» **Records for processing**:
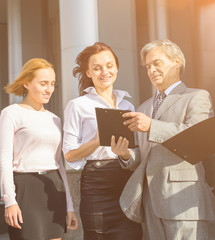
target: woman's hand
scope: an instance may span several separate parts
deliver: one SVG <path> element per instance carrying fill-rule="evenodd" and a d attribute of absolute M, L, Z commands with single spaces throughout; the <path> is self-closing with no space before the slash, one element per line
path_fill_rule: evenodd
<path fill-rule="evenodd" d="M 111 150 L 123 160 L 130 158 L 130 151 L 128 149 L 129 141 L 126 138 L 119 137 L 117 143 L 115 136 L 111 137 Z"/>
<path fill-rule="evenodd" d="M 19 223 L 23 223 L 22 212 L 18 204 L 5 208 L 4 216 L 5 216 L 5 221 L 9 226 L 14 228 L 19 228 L 19 229 L 22 228 L 19 225 Z"/>
<path fill-rule="evenodd" d="M 78 218 L 74 212 L 67 212 L 67 228 L 76 230 L 78 228 Z"/>

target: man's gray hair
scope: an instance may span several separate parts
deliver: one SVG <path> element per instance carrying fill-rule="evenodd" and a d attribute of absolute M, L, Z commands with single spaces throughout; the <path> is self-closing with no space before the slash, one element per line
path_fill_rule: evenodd
<path fill-rule="evenodd" d="M 184 73 L 185 70 L 185 57 L 183 52 L 181 51 L 180 47 L 170 41 L 169 39 L 161 39 L 161 40 L 155 40 L 150 43 L 147 43 L 140 51 L 141 61 L 142 64 L 145 65 L 146 63 L 146 55 L 154 48 L 161 47 L 163 51 L 165 52 L 166 56 L 170 60 L 175 60 L 177 57 L 181 60 L 181 69 L 180 69 L 180 75 Z"/>

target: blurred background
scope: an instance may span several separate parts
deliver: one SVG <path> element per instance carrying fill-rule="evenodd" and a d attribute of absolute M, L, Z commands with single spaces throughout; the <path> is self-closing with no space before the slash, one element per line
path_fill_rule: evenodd
<path fill-rule="evenodd" d="M 96 41 L 117 53 L 116 88 L 128 90 L 135 106 L 153 89 L 139 52 L 154 39 L 169 38 L 185 54 L 183 81 L 210 91 L 215 100 L 214 0 L 0 0 L 0 108 L 18 101 L 4 93 L 30 58 L 52 62 L 57 88 L 49 109 L 62 116 L 78 95 L 72 76 L 77 54 Z"/>
<path fill-rule="evenodd" d="M 115 88 L 128 91 L 137 107 L 154 91 L 141 66 L 140 49 L 166 38 L 185 54 L 185 84 L 208 90 L 215 103 L 214 24 L 215 0 L 0 0 L 0 110 L 21 100 L 8 96 L 3 87 L 27 60 L 41 57 L 54 64 L 57 75 L 47 108 L 63 119 L 66 103 L 78 96 L 74 60 L 96 41 L 116 52 L 120 69 Z M 211 186 L 213 162 L 205 164 Z M 67 172 L 71 186 L 77 185 L 77 173 Z"/>

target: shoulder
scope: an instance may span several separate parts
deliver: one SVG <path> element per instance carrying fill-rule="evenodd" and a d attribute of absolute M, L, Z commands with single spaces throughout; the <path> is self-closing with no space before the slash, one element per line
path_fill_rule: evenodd
<path fill-rule="evenodd" d="M 69 100 L 67 105 L 79 105 L 88 98 L 88 94 Z"/>
<path fill-rule="evenodd" d="M 79 115 L 84 110 L 89 109 L 88 106 L 92 105 L 92 103 L 90 104 L 91 100 L 87 95 L 88 94 L 70 100 L 64 109 L 64 116 L 71 116 L 71 114 L 73 116 Z"/>
<path fill-rule="evenodd" d="M 122 102 L 123 102 L 123 108 L 125 108 L 126 110 L 128 109 L 128 110 L 134 111 L 134 105 L 131 102 L 129 102 L 126 99 L 123 99 Z"/>
<path fill-rule="evenodd" d="M 10 122 L 13 125 L 19 121 L 22 116 L 22 109 L 18 104 L 12 104 L 1 110 L 0 120 Z"/>
<path fill-rule="evenodd" d="M 86 94 L 88 95 L 88 94 Z M 83 95 L 74 99 L 69 100 L 69 102 L 66 104 L 65 110 L 68 110 L 70 108 L 79 108 L 83 106 L 83 103 L 87 103 L 87 96 Z"/>
<path fill-rule="evenodd" d="M 186 88 L 185 93 L 210 95 L 210 93 L 207 90 L 199 88 Z"/>
<path fill-rule="evenodd" d="M 16 111 L 17 109 L 19 109 L 19 106 L 18 106 L 18 104 L 14 103 L 14 104 L 11 104 L 11 105 L 3 108 L 2 111 L 9 111 L 9 112 L 11 111 L 12 112 L 12 111 Z"/>
<path fill-rule="evenodd" d="M 170 93 L 172 94 L 182 94 L 185 97 L 190 97 L 192 95 L 210 95 L 207 90 L 200 88 L 188 88 L 183 82 L 177 85 Z"/>
<path fill-rule="evenodd" d="M 49 110 L 46 110 L 46 113 L 47 113 L 49 116 L 51 116 L 51 117 L 55 117 L 55 118 L 60 119 L 59 116 L 57 116 L 57 115 L 56 115 L 55 113 L 53 113 L 53 112 L 50 112 Z"/>
<path fill-rule="evenodd" d="M 211 101 L 210 93 L 207 90 L 198 88 L 187 88 L 184 91 L 183 97 L 187 99 L 200 99 Z"/>
<path fill-rule="evenodd" d="M 17 113 L 20 112 L 21 108 L 18 106 L 18 104 L 11 104 L 1 110 L 1 115 L 14 115 L 17 116 Z"/>

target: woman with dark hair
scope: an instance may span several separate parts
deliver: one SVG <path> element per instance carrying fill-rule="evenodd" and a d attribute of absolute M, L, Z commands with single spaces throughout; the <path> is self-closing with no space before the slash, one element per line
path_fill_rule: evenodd
<path fill-rule="evenodd" d="M 78 226 L 62 162 L 61 121 L 44 107 L 55 82 L 53 65 L 33 58 L 5 88 L 24 96 L 0 117 L 0 183 L 11 240 L 60 240 L 66 226 Z"/>
<path fill-rule="evenodd" d="M 80 202 L 84 239 L 140 240 L 141 225 L 130 221 L 119 205 L 120 194 L 131 172 L 122 169 L 111 147 L 100 146 L 97 133 L 96 107 L 134 110 L 124 99 L 130 95 L 113 89 L 118 58 L 109 46 L 97 42 L 85 48 L 76 63 L 73 73 L 79 79 L 80 97 L 70 100 L 65 109 L 63 151 L 71 167 L 84 166 Z M 128 141 L 119 141 L 126 148 Z M 127 157 L 129 153 L 125 155 L 120 157 Z"/>

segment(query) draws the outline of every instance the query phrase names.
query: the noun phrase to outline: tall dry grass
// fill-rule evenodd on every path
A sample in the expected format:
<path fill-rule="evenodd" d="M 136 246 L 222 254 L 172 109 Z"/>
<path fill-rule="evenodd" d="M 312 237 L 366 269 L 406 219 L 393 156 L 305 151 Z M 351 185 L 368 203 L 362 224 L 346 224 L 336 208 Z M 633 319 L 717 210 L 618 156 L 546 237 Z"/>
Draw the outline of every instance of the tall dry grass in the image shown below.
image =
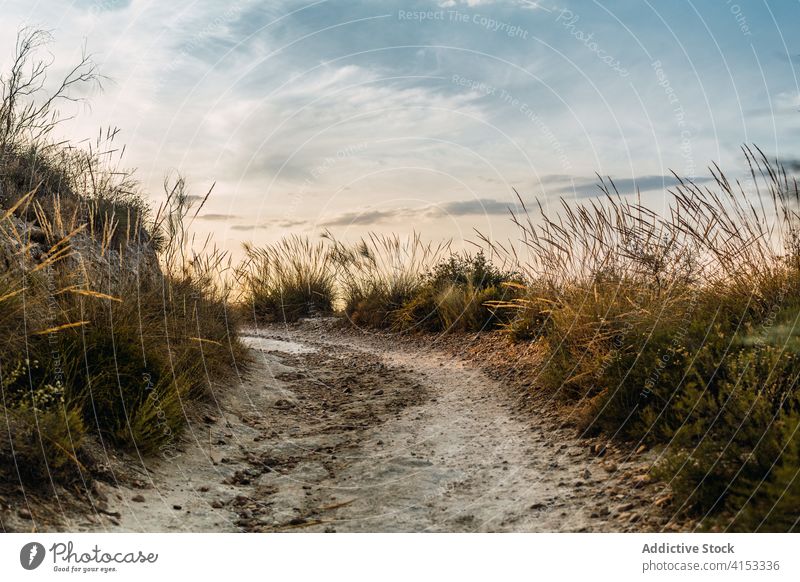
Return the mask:
<path fill-rule="evenodd" d="M 325 233 L 245 246 L 240 304 L 255 323 L 292 322 L 340 309 L 356 326 L 396 331 L 480 331 L 505 323 L 520 283 L 482 251 L 449 242 L 370 234 L 355 243 Z M 513 307 L 513 306 L 512 306 Z"/>
<path fill-rule="evenodd" d="M 676 513 L 788 531 L 800 519 L 800 196 L 760 150 L 743 156 L 747 177 L 714 166 L 710 184 L 680 180 L 666 213 L 606 180 L 604 200 L 517 214 L 530 290 L 509 329 L 537 342 L 534 384 L 575 403 L 585 433 L 663 447 L 656 473 Z"/>
<path fill-rule="evenodd" d="M 246 244 L 245 255 L 236 280 L 254 324 L 332 313 L 335 274 L 322 241 L 295 235 L 262 248 Z"/>
<path fill-rule="evenodd" d="M 21 33 L 0 105 L 0 480 L 86 484 L 86 438 L 175 454 L 191 402 L 244 350 L 227 257 L 192 250 L 185 182 L 151 212 L 115 131 L 82 148 L 49 139 L 94 68 L 46 92 L 46 39 Z"/>
<path fill-rule="evenodd" d="M 450 254 L 449 242 L 426 243 L 418 233 L 371 233 L 354 244 L 330 232 L 325 238 L 344 314 L 357 326 L 396 328 L 399 310 L 419 293 L 425 274 Z"/>

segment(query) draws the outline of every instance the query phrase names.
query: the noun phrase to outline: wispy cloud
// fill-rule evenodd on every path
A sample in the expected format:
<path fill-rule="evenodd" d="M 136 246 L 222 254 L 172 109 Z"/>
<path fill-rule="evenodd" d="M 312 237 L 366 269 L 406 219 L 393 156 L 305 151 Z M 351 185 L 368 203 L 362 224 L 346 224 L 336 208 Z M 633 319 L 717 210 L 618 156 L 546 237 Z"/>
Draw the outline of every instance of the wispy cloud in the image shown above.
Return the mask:
<path fill-rule="evenodd" d="M 790 160 L 789 163 L 792 163 Z M 800 162 L 797 162 L 800 167 Z M 708 177 L 696 178 L 696 183 L 703 183 L 711 180 Z M 622 196 L 639 192 L 650 192 L 654 190 L 667 190 L 678 185 L 678 180 L 672 175 L 642 176 L 641 178 L 613 179 L 617 191 Z M 583 178 L 567 175 L 544 176 L 542 183 L 561 184 L 555 188 L 548 188 L 546 195 L 567 196 L 576 198 L 589 198 L 602 196 L 603 192 L 599 187 L 599 180 L 596 178 Z M 569 182 L 564 185 L 563 182 Z M 611 181 L 607 180 L 609 187 Z M 524 200 L 524 196 L 523 196 Z M 509 216 L 509 213 L 523 212 L 524 208 L 518 201 L 499 200 L 493 198 L 473 198 L 467 200 L 455 200 L 441 204 L 429 204 L 419 207 L 398 207 L 398 208 L 364 208 L 360 211 L 345 212 L 332 218 L 320 222 L 320 226 L 369 226 L 376 224 L 398 223 L 403 220 L 434 220 L 443 217 L 464 217 L 464 216 Z"/>
<path fill-rule="evenodd" d="M 283 229 L 306 229 L 311 226 L 311 223 L 307 220 L 265 220 L 264 222 L 253 224 L 234 224 L 230 228 L 231 230 L 238 231 L 258 231 L 265 228 L 274 227 Z"/>
<path fill-rule="evenodd" d="M 361 212 L 345 212 L 320 223 L 320 226 L 369 226 L 403 218 L 419 216 L 411 208 L 394 208 L 392 210 L 364 210 Z"/>
<path fill-rule="evenodd" d="M 786 158 L 781 160 L 780 163 L 790 172 L 800 172 L 800 158 Z"/>
<path fill-rule="evenodd" d="M 211 221 L 228 221 L 239 218 L 235 214 L 215 214 L 213 212 L 208 214 L 199 214 L 197 220 L 211 220 Z"/>
<path fill-rule="evenodd" d="M 693 178 L 694 182 L 702 183 L 711 180 L 710 177 L 700 176 Z M 641 176 L 639 178 L 614 178 L 606 180 L 607 186 L 612 190 L 616 187 L 617 192 L 622 196 L 636 194 L 637 192 L 651 192 L 653 190 L 667 190 L 679 184 L 673 175 Z M 576 198 L 588 198 L 591 196 L 602 196 L 600 181 L 597 178 L 573 178 L 572 183 L 561 186 L 554 193 L 569 194 Z"/>
<path fill-rule="evenodd" d="M 519 211 L 516 203 L 494 199 L 456 200 L 442 204 L 430 204 L 418 208 L 401 207 L 390 209 L 364 209 L 345 212 L 321 222 L 321 226 L 375 225 L 408 219 L 433 220 L 443 217 L 462 216 L 508 216 L 510 210 Z"/>

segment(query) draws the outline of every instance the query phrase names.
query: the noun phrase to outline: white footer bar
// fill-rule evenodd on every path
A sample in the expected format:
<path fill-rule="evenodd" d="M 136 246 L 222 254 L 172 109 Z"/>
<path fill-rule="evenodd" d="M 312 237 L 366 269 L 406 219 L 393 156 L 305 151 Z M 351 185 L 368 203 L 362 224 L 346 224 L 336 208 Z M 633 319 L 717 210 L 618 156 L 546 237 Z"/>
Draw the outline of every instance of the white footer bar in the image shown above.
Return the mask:
<path fill-rule="evenodd" d="M 0 535 L 0 580 L 794 581 L 799 563 L 783 534 Z"/>

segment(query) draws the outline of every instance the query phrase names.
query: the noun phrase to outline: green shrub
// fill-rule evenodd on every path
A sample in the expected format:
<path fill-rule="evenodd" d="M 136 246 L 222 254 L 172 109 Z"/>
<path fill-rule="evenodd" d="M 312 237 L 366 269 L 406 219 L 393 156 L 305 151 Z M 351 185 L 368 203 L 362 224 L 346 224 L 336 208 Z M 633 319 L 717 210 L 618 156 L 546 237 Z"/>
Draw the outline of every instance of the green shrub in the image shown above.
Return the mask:
<path fill-rule="evenodd" d="M 25 483 L 69 482 L 84 470 L 79 459 L 85 428 L 68 405 L 0 407 L 7 433 L 0 438 L 0 478 Z"/>
<path fill-rule="evenodd" d="M 483 252 L 450 255 L 390 314 L 394 327 L 415 331 L 485 331 L 508 324 L 519 276 L 492 265 Z"/>
<path fill-rule="evenodd" d="M 174 454 L 177 439 L 186 423 L 185 403 L 188 403 L 191 382 L 189 372 L 183 377 L 162 377 L 152 384 L 143 378 L 145 396 L 129 414 L 124 426 L 113 435 L 115 441 L 126 446 L 136 446 L 144 454 L 160 451 L 165 456 Z"/>
<path fill-rule="evenodd" d="M 780 445 L 774 465 L 761 479 L 756 474 L 732 489 L 730 510 L 718 519 L 728 530 L 800 531 L 800 414 L 782 415 L 774 432 Z"/>

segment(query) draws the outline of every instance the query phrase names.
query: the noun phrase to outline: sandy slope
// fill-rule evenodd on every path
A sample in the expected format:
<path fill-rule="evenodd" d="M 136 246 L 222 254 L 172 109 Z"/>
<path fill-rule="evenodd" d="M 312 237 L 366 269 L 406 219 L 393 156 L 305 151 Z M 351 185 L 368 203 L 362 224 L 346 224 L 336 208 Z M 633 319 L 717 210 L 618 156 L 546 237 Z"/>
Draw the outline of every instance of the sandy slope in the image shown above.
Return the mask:
<path fill-rule="evenodd" d="M 590 453 L 555 412 L 531 415 L 444 351 L 308 323 L 246 338 L 255 363 L 220 387 L 178 456 L 96 488 L 110 531 L 660 529 L 647 455 Z"/>

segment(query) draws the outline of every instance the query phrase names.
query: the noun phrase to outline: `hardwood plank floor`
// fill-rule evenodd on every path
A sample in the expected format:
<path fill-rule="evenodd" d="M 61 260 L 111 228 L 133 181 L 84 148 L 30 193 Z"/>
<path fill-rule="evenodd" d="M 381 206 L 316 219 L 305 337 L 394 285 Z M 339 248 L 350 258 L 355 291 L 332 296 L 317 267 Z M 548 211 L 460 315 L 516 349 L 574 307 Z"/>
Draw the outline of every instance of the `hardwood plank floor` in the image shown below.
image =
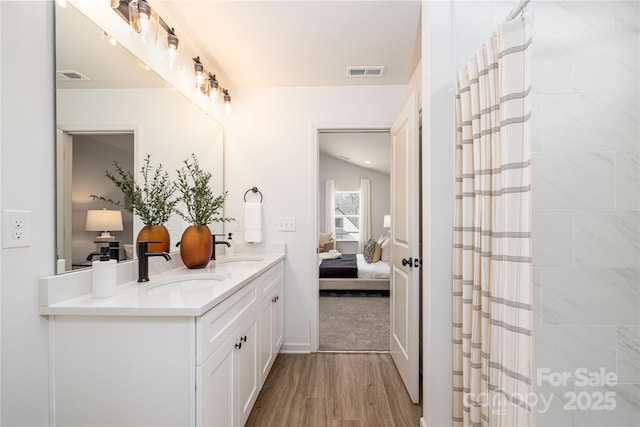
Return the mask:
<path fill-rule="evenodd" d="M 280 354 L 246 426 L 419 426 L 387 353 Z"/>

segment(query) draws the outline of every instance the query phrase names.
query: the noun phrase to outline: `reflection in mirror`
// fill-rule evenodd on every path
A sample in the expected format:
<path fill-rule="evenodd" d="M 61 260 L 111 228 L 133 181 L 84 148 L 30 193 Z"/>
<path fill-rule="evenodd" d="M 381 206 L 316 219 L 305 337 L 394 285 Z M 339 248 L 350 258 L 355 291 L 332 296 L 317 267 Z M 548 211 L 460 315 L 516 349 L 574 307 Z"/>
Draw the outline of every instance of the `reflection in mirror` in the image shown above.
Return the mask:
<path fill-rule="evenodd" d="M 114 161 L 139 178 L 148 153 L 173 179 L 182 160 L 194 153 L 213 173 L 214 194 L 222 193 L 222 127 L 120 44 L 111 44 L 71 4 L 57 2 L 56 101 L 57 272 L 90 266 L 87 258 L 108 240 L 118 242 L 120 260 L 134 256 L 130 245 L 142 222 L 120 206 L 90 197 L 126 202 L 105 177 Z M 93 227 L 87 227 L 87 211 L 104 208 L 122 212 L 122 230 L 88 230 Z M 165 225 L 174 247 L 185 226 L 177 215 Z M 98 238 L 101 231 L 114 237 L 104 241 Z"/>

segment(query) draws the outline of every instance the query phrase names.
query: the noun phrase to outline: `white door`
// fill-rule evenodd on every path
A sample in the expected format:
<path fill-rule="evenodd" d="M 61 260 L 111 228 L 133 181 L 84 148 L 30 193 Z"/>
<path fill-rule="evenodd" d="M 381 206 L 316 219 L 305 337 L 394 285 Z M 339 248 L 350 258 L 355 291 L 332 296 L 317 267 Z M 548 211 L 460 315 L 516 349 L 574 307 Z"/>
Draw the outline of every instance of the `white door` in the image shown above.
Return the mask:
<path fill-rule="evenodd" d="M 414 403 L 419 392 L 418 97 L 391 127 L 391 357 Z"/>

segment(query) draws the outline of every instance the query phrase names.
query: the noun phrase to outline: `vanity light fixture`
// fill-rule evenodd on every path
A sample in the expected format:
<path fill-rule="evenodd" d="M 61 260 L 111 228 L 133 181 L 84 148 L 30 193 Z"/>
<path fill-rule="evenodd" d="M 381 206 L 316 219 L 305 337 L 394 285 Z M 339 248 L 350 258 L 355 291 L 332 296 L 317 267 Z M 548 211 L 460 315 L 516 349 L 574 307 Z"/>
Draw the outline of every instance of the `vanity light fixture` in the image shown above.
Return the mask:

» **Work required**: Sift the data above for lines with "sandy", then copy each one.

» **Exercise answer**:
query: the noun phrase to outline: sandy slope
Draw the outline of every instance of the sandy slope in the image shown above.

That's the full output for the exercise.